**Aim of the task**:
Print each of the rows below verbatim, leaving every line unchanged.
====== Record set ======
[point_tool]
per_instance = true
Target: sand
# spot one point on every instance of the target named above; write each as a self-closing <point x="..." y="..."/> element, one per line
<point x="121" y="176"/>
======
**Worked answer**:
[point_tool]
per_instance = true
Target: sand
# spot one point on every instance of the target named above; write each as a self-closing <point x="..." y="..."/> element, one per line
<point x="121" y="176"/>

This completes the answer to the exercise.